Requirement: Please output the entries, character for character, from their first line up to and including the line with "65L211 58L214 51L224".

** Start **

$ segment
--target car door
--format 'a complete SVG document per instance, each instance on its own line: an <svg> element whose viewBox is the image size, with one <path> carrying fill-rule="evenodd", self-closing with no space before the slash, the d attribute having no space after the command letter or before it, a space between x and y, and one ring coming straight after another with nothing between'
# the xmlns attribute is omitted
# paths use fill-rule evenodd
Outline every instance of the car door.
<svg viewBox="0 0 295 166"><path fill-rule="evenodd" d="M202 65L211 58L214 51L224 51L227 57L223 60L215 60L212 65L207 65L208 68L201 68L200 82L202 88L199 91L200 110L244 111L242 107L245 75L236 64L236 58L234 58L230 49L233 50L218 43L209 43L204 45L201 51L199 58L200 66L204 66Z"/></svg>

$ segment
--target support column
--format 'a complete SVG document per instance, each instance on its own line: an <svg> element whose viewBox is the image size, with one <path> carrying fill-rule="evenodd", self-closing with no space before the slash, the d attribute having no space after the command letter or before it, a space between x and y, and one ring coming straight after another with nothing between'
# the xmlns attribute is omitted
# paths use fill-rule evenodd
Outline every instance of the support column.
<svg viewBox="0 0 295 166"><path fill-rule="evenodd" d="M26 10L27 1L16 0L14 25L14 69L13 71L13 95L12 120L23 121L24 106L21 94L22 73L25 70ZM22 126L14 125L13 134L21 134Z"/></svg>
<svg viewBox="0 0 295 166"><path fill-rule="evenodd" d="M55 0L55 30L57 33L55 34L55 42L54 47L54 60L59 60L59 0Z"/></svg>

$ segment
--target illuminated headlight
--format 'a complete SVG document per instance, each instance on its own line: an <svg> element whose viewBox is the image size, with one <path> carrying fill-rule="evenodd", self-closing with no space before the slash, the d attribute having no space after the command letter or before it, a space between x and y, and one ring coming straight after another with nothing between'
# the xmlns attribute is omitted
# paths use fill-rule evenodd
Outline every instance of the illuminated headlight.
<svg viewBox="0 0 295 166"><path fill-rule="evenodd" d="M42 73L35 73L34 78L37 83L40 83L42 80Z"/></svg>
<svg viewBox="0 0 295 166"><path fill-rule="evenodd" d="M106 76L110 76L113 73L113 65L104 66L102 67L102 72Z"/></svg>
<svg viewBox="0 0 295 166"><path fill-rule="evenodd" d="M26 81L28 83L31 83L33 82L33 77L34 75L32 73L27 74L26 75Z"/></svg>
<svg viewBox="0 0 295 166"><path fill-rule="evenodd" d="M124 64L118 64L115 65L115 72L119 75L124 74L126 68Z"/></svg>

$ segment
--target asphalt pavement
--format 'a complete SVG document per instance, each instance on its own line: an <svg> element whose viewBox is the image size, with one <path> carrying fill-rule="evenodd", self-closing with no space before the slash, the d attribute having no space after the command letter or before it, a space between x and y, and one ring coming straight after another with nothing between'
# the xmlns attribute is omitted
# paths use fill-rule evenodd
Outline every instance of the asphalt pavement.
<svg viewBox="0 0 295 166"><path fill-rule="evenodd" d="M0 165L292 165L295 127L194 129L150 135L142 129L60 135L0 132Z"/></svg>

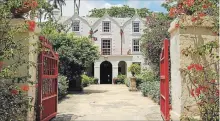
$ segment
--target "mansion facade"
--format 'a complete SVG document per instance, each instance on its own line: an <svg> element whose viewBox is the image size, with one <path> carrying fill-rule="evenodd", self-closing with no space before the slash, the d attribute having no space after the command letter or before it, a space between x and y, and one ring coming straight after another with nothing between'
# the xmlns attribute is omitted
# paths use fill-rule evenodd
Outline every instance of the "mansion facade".
<svg viewBox="0 0 220 121"><path fill-rule="evenodd" d="M136 13L132 18L114 18L107 13L101 18L61 17L62 24L67 25L68 32L78 36L91 37L99 47L100 58L88 70L88 75L99 79L99 84L112 84L119 74L131 76L128 67L138 63L146 67L140 51L141 35L146 20Z"/></svg>

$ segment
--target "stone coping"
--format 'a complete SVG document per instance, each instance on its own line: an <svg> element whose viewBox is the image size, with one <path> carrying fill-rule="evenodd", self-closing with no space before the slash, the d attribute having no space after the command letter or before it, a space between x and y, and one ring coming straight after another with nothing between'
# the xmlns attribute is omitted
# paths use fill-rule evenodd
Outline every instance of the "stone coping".
<svg viewBox="0 0 220 121"><path fill-rule="evenodd" d="M201 22L201 24L199 24L198 22ZM170 28L168 29L169 33L172 33L173 31L175 31L176 29L178 29L176 27L176 24L179 23L181 26L183 27L207 27L207 28L211 28L213 27L213 17L210 16L205 16L203 17L203 20L198 20L197 22L192 22L192 16L187 16L187 15L181 15L179 17L177 17L175 20L173 20L170 23Z"/></svg>

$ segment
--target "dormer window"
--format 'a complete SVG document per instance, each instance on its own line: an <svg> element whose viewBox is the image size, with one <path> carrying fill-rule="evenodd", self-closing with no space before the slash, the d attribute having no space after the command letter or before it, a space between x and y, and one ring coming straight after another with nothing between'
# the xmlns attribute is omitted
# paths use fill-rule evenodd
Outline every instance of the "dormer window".
<svg viewBox="0 0 220 121"><path fill-rule="evenodd" d="M103 21L102 22L102 32L110 32L110 30L111 30L110 21Z"/></svg>
<svg viewBox="0 0 220 121"><path fill-rule="evenodd" d="M139 39L133 39L132 41L133 41L133 43L132 43L133 52L134 53L139 53L140 52L140 41L139 41Z"/></svg>
<svg viewBox="0 0 220 121"><path fill-rule="evenodd" d="M132 29L133 29L133 32L140 32L140 22L133 21L132 22Z"/></svg>
<svg viewBox="0 0 220 121"><path fill-rule="evenodd" d="M79 32L79 21L74 21L73 22L72 31Z"/></svg>

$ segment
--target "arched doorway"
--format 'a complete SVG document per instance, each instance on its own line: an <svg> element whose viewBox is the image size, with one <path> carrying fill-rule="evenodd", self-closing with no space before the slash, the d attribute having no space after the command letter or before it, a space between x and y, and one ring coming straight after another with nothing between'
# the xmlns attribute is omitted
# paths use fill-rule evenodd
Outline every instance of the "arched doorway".
<svg viewBox="0 0 220 121"><path fill-rule="evenodd" d="M118 74L127 75L127 64L125 61L118 63Z"/></svg>
<svg viewBox="0 0 220 121"><path fill-rule="evenodd" d="M112 64L104 61L100 65L100 84L112 83Z"/></svg>

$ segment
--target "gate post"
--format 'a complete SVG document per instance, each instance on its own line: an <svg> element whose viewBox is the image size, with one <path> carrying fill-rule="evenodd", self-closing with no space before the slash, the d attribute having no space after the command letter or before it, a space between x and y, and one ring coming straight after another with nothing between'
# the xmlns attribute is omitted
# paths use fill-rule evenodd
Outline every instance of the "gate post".
<svg viewBox="0 0 220 121"><path fill-rule="evenodd" d="M171 97L172 110L171 119L180 120L181 116L199 117L199 110L196 102L190 96L187 88L187 78L181 74L181 68L187 68L193 62L198 62L199 58L184 56L183 49L187 47L200 47L204 43L216 41L217 36L213 35L210 21L206 24L198 25L194 28L191 16L180 16L170 24L170 58L171 58ZM184 21L182 21L184 19ZM209 20L209 19L206 19ZM182 25L184 29L176 27L176 23ZM209 58L203 58L210 61ZM187 108L187 109L186 109Z"/></svg>
<svg viewBox="0 0 220 121"><path fill-rule="evenodd" d="M160 55L160 111L166 121L170 120L169 77L169 40L164 39Z"/></svg>

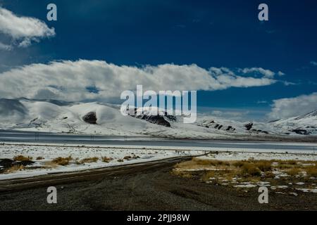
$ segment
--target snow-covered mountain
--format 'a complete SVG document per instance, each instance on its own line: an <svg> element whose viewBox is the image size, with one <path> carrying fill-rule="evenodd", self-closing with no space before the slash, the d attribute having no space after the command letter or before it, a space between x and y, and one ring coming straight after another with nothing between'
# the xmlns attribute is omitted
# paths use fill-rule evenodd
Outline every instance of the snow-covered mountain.
<svg viewBox="0 0 317 225"><path fill-rule="evenodd" d="M0 129L226 139L250 135L317 135L317 111L271 122L241 122L198 115L194 124L183 124L182 117L143 111L139 115L129 112L123 115L120 106L97 102L0 99Z"/></svg>
<svg viewBox="0 0 317 225"><path fill-rule="evenodd" d="M285 134L317 135L317 110L302 116L271 122L273 127Z"/></svg>

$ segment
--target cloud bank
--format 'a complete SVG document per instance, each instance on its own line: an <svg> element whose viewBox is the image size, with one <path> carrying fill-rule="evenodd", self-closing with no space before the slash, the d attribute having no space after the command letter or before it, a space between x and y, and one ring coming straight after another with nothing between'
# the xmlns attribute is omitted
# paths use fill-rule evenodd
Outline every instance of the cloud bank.
<svg viewBox="0 0 317 225"><path fill-rule="evenodd" d="M295 98L280 98L273 101L270 118L287 118L317 110L317 92L302 95Z"/></svg>
<svg viewBox="0 0 317 225"><path fill-rule="evenodd" d="M32 41L55 36L54 28L49 28L45 22L37 18L18 16L1 6L0 33L11 37L12 44L20 47L26 47Z"/></svg>
<svg viewBox="0 0 317 225"><path fill-rule="evenodd" d="M120 98L125 90L223 90L267 86L266 76L241 76L225 68L209 70L195 64L163 64L142 68L102 60L55 61L32 64L0 74L0 97L87 101Z"/></svg>

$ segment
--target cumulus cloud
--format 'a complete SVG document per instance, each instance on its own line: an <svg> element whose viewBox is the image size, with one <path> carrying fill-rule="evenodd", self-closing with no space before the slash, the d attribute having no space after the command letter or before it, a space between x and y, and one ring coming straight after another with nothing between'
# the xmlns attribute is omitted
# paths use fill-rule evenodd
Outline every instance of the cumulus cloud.
<svg viewBox="0 0 317 225"><path fill-rule="evenodd" d="M295 98L273 101L270 118L282 119L308 113L317 109L317 92Z"/></svg>
<svg viewBox="0 0 317 225"><path fill-rule="evenodd" d="M135 90L139 84L144 91L215 91L275 82L265 76L240 76L228 68L206 70L195 64L137 68L80 60L32 64L1 73L0 97L106 101L119 98L123 91Z"/></svg>
<svg viewBox="0 0 317 225"><path fill-rule="evenodd" d="M18 16L0 6L0 33L10 37L19 46L25 47L32 41L54 36L55 30L37 18Z"/></svg>
<svg viewBox="0 0 317 225"><path fill-rule="evenodd" d="M275 73L270 70L264 70L261 68L244 68L240 70L242 72L247 73L258 73L264 75L266 77L273 77Z"/></svg>
<svg viewBox="0 0 317 225"><path fill-rule="evenodd" d="M11 45L5 44L2 42L0 42L0 50L11 51L11 49L12 46Z"/></svg>

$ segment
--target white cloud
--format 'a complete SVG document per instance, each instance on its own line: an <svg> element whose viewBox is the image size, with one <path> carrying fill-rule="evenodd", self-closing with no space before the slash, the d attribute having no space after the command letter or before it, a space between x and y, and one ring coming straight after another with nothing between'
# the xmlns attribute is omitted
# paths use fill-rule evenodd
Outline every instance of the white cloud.
<svg viewBox="0 0 317 225"><path fill-rule="evenodd" d="M282 119L308 113L317 109L317 92L295 98L273 101L269 117Z"/></svg>
<svg viewBox="0 0 317 225"><path fill-rule="evenodd" d="M261 68L244 68L240 69L240 72L247 74L247 73L259 73L264 75L266 77L272 78L275 76L275 73L270 70L265 70ZM282 72L279 71L278 75L280 74L284 75Z"/></svg>
<svg viewBox="0 0 317 225"><path fill-rule="evenodd" d="M164 64L143 68L101 60L32 64L0 74L0 97L65 101L118 98L124 90L222 90L266 86L276 80L240 76L225 68L205 70L197 65ZM98 91L89 91L94 87Z"/></svg>
<svg viewBox="0 0 317 225"><path fill-rule="evenodd" d="M54 28L34 18L18 16L0 6L0 33L18 41L21 47L29 46L32 41L55 36Z"/></svg>
<svg viewBox="0 0 317 225"><path fill-rule="evenodd" d="M12 46L11 45L5 44L2 42L0 42L0 50L11 51Z"/></svg>
<svg viewBox="0 0 317 225"><path fill-rule="evenodd" d="M317 65L317 62L311 61L311 64L313 65Z"/></svg>
<svg viewBox="0 0 317 225"><path fill-rule="evenodd" d="M278 75L279 75L280 77L284 76L285 74L281 71L278 71Z"/></svg>

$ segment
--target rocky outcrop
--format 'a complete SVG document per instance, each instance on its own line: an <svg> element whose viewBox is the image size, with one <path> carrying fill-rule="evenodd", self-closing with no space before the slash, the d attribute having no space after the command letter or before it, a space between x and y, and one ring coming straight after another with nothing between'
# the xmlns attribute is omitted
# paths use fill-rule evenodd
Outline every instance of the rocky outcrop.
<svg viewBox="0 0 317 225"><path fill-rule="evenodd" d="M247 128L247 131L249 131L252 128L252 127L253 127L253 122L250 122L250 123L244 125L244 127Z"/></svg>
<svg viewBox="0 0 317 225"><path fill-rule="evenodd" d="M82 117L82 120L91 124L97 124L97 116L95 112L90 112Z"/></svg>

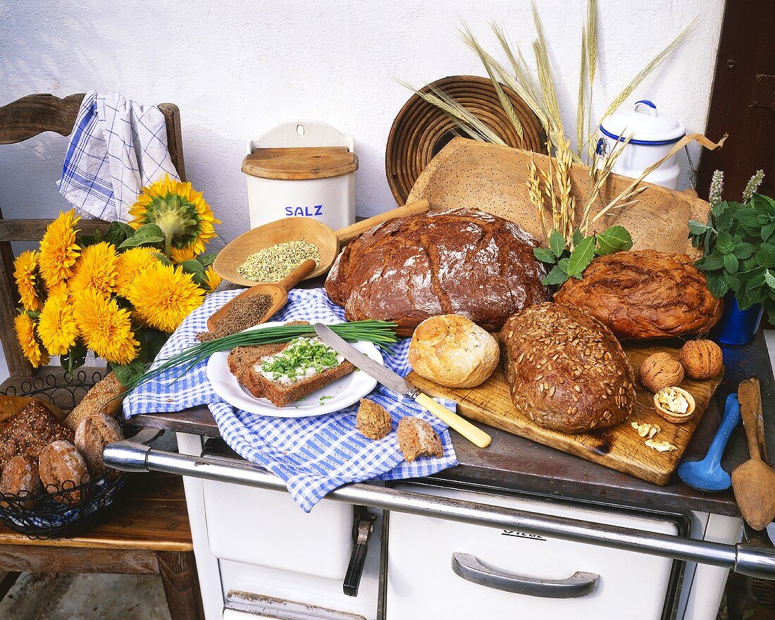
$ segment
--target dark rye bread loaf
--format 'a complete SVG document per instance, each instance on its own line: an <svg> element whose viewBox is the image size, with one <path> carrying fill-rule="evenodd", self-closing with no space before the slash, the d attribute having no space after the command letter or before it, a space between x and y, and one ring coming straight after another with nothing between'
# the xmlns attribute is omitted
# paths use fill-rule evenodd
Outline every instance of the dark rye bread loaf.
<svg viewBox="0 0 775 620"><path fill-rule="evenodd" d="M584 310L540 304L500 334L514 406L547 429L583 432L624 420L635 377L622 346Z"/></svg>
<svg viewBox="0 0 775 620"><path fill-rule="evenodd" d="M326 281L350 321L395 321L410 335L430 316L457 314L497 329L548 301L538 242L516 224L474 209L397 218L357 237Z"/></svg>
<svg viewBox="0 0 775 620"><path fill-rule="evenodd" d="M585 308L618 338L703 333L723 307L693 263L687 254L615 252L594 259L583 280L568 280L554 301Z"/></svg>

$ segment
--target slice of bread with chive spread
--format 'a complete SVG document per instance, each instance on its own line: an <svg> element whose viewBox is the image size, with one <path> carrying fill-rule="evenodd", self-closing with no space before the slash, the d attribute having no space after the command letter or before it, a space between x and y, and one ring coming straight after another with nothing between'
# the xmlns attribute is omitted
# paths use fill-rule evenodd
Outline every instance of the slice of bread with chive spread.
<svg viewBox="0 0 775 620"><path fill-rule="evenodd" d="M308 323L294 321L288 325ZM332 350L314 334L306 338L308 346L294 340L235 347L229 353L229 370L253 396L267 398L277 407L303 398L355 370L346 360L339 360L336 352L332 356ZM335 360L336 365L332 365Z"/></svg>

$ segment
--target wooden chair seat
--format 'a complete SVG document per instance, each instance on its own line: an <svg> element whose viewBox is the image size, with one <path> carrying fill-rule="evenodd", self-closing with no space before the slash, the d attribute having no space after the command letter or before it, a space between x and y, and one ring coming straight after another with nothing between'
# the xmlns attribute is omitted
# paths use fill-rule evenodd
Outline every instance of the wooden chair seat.
<svg viewBox="0 0 775 620"><path fill-rule="evenodd" d="M43 131L68 135L83 97L34 95L0 108L0 144L21 142ZM167 121L170 156L185 181L177 106L160 104L159 109ZM27 212L34 213L35 208ZM10 374L0 385L0 394L52 401L67 412L105 374L105 368L81 368L74 377L53 367L33 370L22 355L13 329L19 298L10 242L40 241L50 221L3 219L0 211L0 341ZM88 222L89 229L107 226L99 220ZM111 508L96 527L70 539L33 540L0 525L0 598L19 571L158 574L172 620L203 618L182 478L130 475Z"/></svg>

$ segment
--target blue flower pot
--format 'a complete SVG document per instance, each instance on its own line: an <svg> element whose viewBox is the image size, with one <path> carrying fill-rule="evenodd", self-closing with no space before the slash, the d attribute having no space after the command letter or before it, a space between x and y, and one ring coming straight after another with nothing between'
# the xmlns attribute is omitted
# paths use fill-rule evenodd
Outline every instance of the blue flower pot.
<svg viewBox="0 0 775 620"><path fill-rule="evenodd" d="M724 298L724 314L714 329L714 339L722 344L748 344L759 331L764 308L755 304L741 310L734 295Z"/></svg>

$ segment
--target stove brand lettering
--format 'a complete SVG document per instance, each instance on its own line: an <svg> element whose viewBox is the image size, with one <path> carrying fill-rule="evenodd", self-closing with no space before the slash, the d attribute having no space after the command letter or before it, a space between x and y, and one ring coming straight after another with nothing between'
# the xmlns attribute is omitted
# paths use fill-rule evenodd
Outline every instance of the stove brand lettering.
<svg viewBox="0 0 775 620"><path fill-rule="evenodd" d="M285 215L290 217L308 217L323 215L323 205L315 205L308 207L285 207Z"/></svg>
<svg viewBox="0 0 775 620"><path fill-rule="evenodd" d="M517 532L514 529L505 529L501 532L501 536L514 536L515 538L527 538L531 540L546 540L546 539L543 536L539 536L538 534L529 534L527 532Z"/></svg>

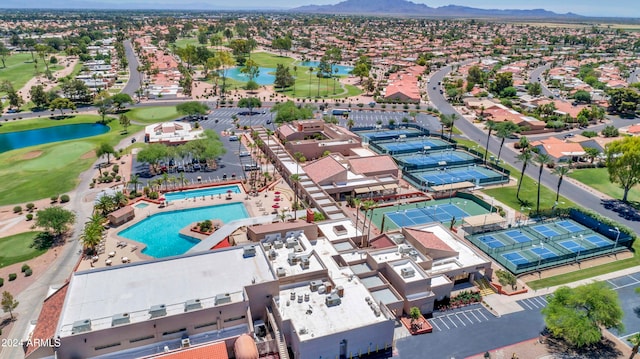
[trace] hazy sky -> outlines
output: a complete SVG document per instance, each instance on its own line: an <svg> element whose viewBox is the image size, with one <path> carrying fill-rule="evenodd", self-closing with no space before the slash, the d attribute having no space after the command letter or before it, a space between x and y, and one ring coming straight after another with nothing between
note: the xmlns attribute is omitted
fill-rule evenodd
<svg viewBox="0 0 640 359"><path fill-rule="evenodd" d="M336 4L341 0L80 0L108 7L108 4L202 4L212 9L220 8L293 8L302 5ZM574 12L587 16L620 16L640 18L639 0L411 0L431 7L449 4L477 7L482 9L546 9L558 13ZM64 0L39 0L43 5ZM0 0L0 8L2 7Z"/></svg>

** End **

The answer:
$ segment
--target car door
--format 'a complete SVG document per instance, each instance on its own line: an <svg> element whose viewBox is the image size, with one <path> carrying fill-rule="evenodd", self-closing with no space before the slash, the d attribute having no space after the command letter or before it, a space between x and y, and one ring coming straight after another with nothing between'
# the xmlns attribute is omitted
# paths use fill-rule evenodd
Outline every instance of the car door.
<svg viewBox="0 0 295 166"><path fill-rule="evenodd" d="M202 65L211 58L214 51L224 51L227 57L223 60L215 60L212 65L207 65L208 68L201 68L200 82L202 88L199 91L200 110L244 111L242 107L245 75L236 64L236 58L234 58L230 49L233 50L218 43L209 43L204 45L201 51L199 58L200 66L204 66Z"/></svg>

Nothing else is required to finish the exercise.